Given problem 1: Write out the passage of the pocket watch thread from "Hello, Be careful" up to and including "pics would help.", word for word.

Page text:
□ □ □ □

# 1845 Silver Pocket Watch



## ong (Jul 31, 2008)

Hi I'm after some info, however trivial on the following pocket watch that came from my fathers estate. The case is sterling silver, dated Chester 1845 and with the watch is a piece of paper which my father wrote describing the watch as having been made by one John Moss of Liverpool in 1845. According to the paper, the watch was known as ' The Liverpool Eye' and this info seems to have been copied from somewhere and attributed to BBC Antiques. The watch winds with a key but I have been unable to open the case back to get at he movement to see if it is identified.

Any assistance, or advise on where to get more info gratefully received.

Ong


----------



## ValvesRule (May 20, 2009)

I'm not sure that I can be of much help; except to others by suggesting that any photographs would be useful.


----------



## Seismic one (Jun 21, 2008)

Hello, Be careful when attempting to open an old fusee watch case some of these cases appear to have a case back but this can be false to check open the front and look for a clip situated below the six if it is there press in and lift the movement. I think the Liverpool eye referred to the large balance jewel Liverpool watchmakers used more ornate that functional.

As mentioned a few pics would help.

Seismic


----------



## ValvesRule (May 20, 2009)

Seismic one said:


> Some of these cases appear to have a case back but this can be false. To check, open the front and look for a clip situated below the six; if it is there press in and lift the movement. I think the Liverpool eye referred to the large balance jewel Liverpool watchmakers used more ornate that functional.
> 
> Seismic


The form of case which Seismic is describing is called Consular, and the 'false case back' is called the Dome. It succeeded the Pair Case, and superceeded another form of Consular Case in which the 'dome' could be lifted to gain access to the back of the Movement for regulation, oiling, etc.

This 'lifting dome' is called the Cuvette, and usually features a 'nail slot' at the 1 o'clock position by means of which the Cuvette can be lifted.

None of the old-style Consular Case Watches in my collection have this slot in their Domes.

The large Jewels which Seismic is referrering to were not limited to the Balance, and are, in fact, called Liverpool Windows. They are 'more ornate than functional' in that they are much larger than neccecary, and were only used for those Jewels which were seen when the Movement was accessed.


----------



## ong (Jul 31, 2008)

Thanks to both for the info, and saving me the ignominy of trying to openthe back when a deft fingernail to the catch inside the front glass sufficed.

I'll try and get some pics up but won't be for a while as am working away at present.

Thanks again

Ong



ValvesRule said:


> Seismic one said:
> 
> 
> > Some of these cases appear to have a case back but this can be false. To check, open the front and look for a clip situated below the six; if it is there press in and lift the movement. I think the Liverpool eye referred to the large balance jewel Liverpool watchmakers used more ornate that functional.
> ...


----------

□ □ □ □

Entries provided:
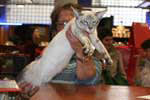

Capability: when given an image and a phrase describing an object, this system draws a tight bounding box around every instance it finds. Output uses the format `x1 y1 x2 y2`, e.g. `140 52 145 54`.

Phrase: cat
17 8 112 86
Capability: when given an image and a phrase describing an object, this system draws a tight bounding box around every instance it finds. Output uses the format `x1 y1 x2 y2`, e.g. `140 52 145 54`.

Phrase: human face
102 36 113 50
57 9 74 32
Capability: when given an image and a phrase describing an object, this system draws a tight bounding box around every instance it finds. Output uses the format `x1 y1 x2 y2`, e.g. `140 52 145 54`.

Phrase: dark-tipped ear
71 6 80 18
96 9 107 19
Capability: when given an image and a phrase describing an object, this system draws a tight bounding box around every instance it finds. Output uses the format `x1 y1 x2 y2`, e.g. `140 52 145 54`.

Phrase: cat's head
72 8 106 33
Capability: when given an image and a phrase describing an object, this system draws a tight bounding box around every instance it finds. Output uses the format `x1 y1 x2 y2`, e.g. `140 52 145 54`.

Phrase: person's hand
16 82 39 100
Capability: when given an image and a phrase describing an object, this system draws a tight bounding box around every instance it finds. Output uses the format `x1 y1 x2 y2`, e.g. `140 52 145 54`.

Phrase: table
31 84 150 100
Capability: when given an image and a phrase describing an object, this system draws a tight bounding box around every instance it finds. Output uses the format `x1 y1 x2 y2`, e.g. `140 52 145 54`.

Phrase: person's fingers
28 87 40 97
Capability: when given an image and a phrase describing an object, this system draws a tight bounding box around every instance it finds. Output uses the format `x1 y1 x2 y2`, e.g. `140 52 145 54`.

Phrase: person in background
17 3 101 97
9 25 38 61
95 27 128 85
135 38 150 87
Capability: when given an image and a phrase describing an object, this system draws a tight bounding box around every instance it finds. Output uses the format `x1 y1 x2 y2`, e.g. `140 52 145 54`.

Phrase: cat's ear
96 10 107 19
71 7 80 18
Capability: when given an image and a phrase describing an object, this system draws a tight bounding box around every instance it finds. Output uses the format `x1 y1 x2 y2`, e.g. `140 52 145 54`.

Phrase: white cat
18 9 112 86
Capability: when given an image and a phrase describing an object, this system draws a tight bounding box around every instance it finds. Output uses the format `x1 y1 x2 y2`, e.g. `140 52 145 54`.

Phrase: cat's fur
18 9 112 86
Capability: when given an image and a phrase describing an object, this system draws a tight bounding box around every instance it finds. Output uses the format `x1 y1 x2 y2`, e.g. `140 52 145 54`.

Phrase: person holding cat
16 4 101 97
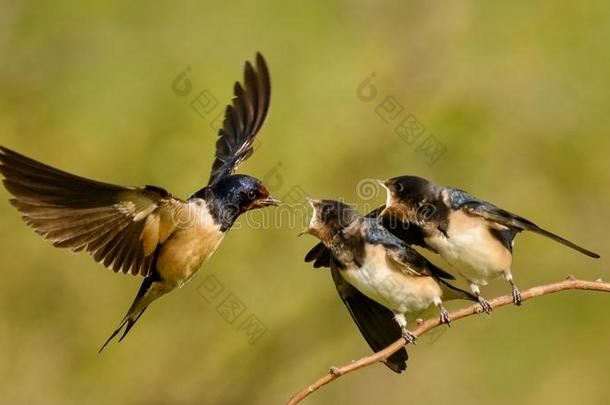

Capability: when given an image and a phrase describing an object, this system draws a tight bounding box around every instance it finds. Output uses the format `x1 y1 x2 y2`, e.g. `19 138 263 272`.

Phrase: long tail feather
98 273 158 353
530 226 600 259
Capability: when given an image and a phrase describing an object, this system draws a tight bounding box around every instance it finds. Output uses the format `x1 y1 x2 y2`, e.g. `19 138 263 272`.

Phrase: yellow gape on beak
375 179 392 217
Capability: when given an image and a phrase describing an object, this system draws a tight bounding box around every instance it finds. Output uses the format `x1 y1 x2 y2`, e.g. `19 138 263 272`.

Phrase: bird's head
194 174 280 229
303 198 360 242
378 176 436 223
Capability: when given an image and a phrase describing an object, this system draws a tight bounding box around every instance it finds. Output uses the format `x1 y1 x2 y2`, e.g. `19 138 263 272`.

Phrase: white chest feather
425 211 512 285
157 200 224 286
341 246 442 313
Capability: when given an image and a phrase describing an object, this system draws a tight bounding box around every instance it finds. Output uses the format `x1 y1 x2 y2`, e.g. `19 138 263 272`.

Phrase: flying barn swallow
380 176 599 305
304 199 477 373
0 54 279 352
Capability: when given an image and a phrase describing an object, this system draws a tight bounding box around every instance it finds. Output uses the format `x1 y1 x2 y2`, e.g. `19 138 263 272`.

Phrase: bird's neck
191 187 242 232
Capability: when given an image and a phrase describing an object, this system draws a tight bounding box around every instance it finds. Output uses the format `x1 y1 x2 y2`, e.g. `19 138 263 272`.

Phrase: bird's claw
402 329 417 345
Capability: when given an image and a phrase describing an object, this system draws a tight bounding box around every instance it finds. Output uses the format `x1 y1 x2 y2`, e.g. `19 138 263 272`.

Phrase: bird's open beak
375 179 392 217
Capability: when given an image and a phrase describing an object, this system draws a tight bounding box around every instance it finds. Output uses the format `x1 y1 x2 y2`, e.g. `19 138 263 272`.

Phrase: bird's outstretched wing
451 189 599 259
0 147 187 276
331 266 409 373
208 53 271 184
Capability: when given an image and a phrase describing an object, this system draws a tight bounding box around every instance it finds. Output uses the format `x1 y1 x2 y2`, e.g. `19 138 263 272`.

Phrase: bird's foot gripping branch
287 276 610 405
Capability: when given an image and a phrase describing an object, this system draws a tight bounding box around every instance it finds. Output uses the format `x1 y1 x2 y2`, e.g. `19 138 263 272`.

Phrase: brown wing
208 53 271 184
460 200 600 259
0 147 186 276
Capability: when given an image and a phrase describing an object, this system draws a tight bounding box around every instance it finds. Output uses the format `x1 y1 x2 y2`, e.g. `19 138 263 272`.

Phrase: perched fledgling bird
304 199 477 373
0 54 279 352
380 176 599 305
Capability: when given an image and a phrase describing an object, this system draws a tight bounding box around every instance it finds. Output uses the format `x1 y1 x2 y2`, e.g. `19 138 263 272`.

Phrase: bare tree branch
287 276 610 405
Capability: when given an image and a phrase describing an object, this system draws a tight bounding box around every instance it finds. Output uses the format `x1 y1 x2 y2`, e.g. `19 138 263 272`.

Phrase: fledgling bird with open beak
0 54 279 352
380 176 599 305
304 199 477 372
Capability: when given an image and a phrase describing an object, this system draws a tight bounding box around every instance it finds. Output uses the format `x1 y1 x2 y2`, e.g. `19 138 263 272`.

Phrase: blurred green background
0 0 610 404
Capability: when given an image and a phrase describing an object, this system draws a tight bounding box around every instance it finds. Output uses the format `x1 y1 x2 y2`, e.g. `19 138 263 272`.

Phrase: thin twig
287 276 610 405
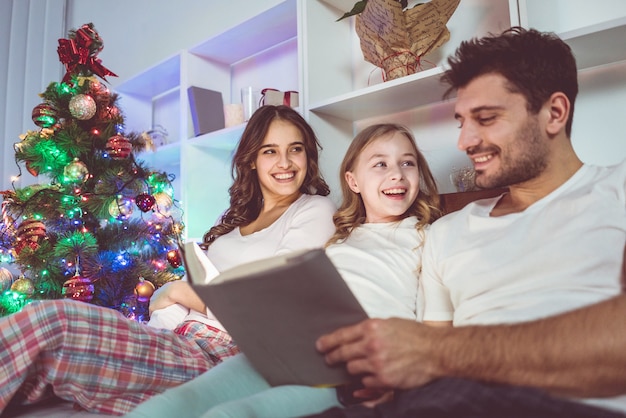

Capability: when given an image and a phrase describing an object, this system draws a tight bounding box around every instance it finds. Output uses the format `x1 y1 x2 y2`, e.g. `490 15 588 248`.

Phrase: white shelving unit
117 0 626 238
116 0 302 239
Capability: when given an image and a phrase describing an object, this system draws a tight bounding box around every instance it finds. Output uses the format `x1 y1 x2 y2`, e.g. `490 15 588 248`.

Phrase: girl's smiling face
345 132 419 223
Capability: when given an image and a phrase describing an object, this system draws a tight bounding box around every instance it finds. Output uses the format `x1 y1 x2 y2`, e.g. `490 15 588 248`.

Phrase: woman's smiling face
252 119 307 200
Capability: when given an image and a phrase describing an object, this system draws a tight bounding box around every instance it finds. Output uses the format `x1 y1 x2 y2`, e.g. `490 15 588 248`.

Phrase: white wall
0 0 626 192
67 0 280 90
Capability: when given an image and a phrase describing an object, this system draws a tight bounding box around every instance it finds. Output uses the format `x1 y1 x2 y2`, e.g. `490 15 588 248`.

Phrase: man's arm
318 295 626 397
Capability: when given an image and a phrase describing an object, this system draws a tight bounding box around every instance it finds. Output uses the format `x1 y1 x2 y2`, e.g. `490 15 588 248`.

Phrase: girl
0 106 335 415
127 124 440 418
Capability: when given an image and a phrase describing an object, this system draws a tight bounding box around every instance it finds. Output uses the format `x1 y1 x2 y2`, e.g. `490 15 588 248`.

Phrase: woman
127 124 441 418
0 106 335 415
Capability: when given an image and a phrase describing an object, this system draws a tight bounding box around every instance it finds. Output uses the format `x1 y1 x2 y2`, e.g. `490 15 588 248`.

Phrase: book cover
183 244 367 386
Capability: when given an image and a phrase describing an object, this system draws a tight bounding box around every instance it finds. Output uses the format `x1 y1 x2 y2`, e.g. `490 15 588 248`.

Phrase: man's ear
344 171 361 193
546 91 571 135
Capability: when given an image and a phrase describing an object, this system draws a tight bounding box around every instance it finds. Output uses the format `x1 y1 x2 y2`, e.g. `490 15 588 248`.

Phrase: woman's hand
149 280 206 313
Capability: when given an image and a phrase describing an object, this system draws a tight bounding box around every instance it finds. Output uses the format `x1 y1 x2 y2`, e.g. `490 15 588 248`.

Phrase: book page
211 250 308 284
181 241 220 284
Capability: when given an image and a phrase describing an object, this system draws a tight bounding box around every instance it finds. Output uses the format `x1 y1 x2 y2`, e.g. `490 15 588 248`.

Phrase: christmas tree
0 23 184 321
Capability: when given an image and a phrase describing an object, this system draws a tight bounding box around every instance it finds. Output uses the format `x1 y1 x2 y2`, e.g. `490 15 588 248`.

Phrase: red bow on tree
57 23 117 82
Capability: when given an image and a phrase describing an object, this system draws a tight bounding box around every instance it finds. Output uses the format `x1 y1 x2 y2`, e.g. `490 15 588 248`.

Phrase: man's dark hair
441 27 578 137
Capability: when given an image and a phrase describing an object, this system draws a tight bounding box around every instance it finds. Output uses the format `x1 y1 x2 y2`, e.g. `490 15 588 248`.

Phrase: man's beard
470 118 548 189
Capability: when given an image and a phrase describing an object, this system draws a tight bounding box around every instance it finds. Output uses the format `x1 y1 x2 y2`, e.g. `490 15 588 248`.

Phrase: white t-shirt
148 194 336 330
326 216 422 320
420 161 626 410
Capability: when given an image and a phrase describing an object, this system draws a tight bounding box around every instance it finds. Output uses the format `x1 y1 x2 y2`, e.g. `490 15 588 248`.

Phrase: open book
181 242 367 386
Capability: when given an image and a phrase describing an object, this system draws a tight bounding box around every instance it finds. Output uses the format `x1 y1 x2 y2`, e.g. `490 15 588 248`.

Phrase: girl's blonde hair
326 123 442 246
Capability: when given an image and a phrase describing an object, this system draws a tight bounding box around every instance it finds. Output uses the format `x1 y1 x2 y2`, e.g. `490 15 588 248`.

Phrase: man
318 28 626 417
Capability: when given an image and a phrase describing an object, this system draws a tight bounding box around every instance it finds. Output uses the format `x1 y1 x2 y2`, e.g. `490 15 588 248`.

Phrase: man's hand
317 318 439 389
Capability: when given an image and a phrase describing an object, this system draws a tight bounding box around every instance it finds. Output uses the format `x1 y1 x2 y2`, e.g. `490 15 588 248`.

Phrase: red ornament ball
106 135 133 160
61 275 94 302
135 277 154 302
167 250 183 268
135 193 156 212
32 103 57 128
69 94 96 120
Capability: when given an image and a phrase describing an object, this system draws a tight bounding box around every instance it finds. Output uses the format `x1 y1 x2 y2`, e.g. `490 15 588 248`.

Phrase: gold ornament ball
135 278 155 302
11 277 35 296
69 94 96 120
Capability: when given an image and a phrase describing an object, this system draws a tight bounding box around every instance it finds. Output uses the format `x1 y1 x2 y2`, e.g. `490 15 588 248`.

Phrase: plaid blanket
0 300 239 415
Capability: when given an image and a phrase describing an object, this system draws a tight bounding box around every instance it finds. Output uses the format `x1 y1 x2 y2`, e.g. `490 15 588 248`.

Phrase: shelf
309 67 447 122
138 142 180 169
187 123 246 151
189 0 298 65
559 16 626 70
115 55 180 99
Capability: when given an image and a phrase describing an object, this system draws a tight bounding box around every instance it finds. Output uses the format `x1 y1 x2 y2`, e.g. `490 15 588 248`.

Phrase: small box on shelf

□ □ □ □

Given problem 2: Extract the lines of the records from the start of the records up to and including the line with "28 87 40 97", reproducing them unchanged. Leave the pictures out of the answer.

Full answer 1:
Hello, Be careful when attempting to open an old fusee watch case some of these cases appear to have a case back but this can be false to check open the front and look for a clip situated below the six if it is there press in and lift the movement. I think the Liverpool eye referred to the large balance jewel Liverpool watchmakers used more ornate that functional.

As mentioned a few pics would help.

Full answer 2:
Capability: when given an image and a phrase describing an object, this system draws a tight bounding box around every instance it finds. Output uses the format `x1 y1 x2 y2`, e.g. `140 52 145 54`.

Phrase: cat
17 8 112 86
Capability: when given an image and a phrase describing an object, this system draws a tight bounding box around every instance it finds. Output uses the format `x1 y1 x2 y2`, e.g. `140 52 145 54`.

Phrase: human face
102 36 113 50
57 9 74 32
Capability: when given an image and a phrase describing an object, this system draws a tight bounding box around every instance it finds. Output uses the format `x1 y1 x2 y2`, e.g. `140 52 145 54`.

Phrase: dark-tipped ear
71 6 80 18
96 9 107 19
Capability: when given an image and a phrase describing an object, this system draws a tight bounding box around every instance it finds. Output uses the format `x1 y1 x2 y2`, e.g. `140 52 145 54`.

Phrase: cat's head
72 8 106 33
Capability: when given an image and a phrase describing an object, this system draws a tight bounding box around every instance it finds. Output uses the format `x1 y1 x2 y2`, e.g. `140 52 145 54`.

Phrase: person's hand
16 82 39 100
Capability: when given an image and a phrase describing an object, this system draws a tight bounding box around every instance it finds. Output uses the format `x1 y1 x2 y2`, e.g. `140 52 145 54`.

Phrase: table
31 84 150 100
Capability: when given an image and a phrase describing an object, this system draws a tight bounding box around every instance it finds. Output uses the format `x1 y1 x2 y2`, e.g. `140 52 145 54`.

Phrase: person's fingers
28 87 40 97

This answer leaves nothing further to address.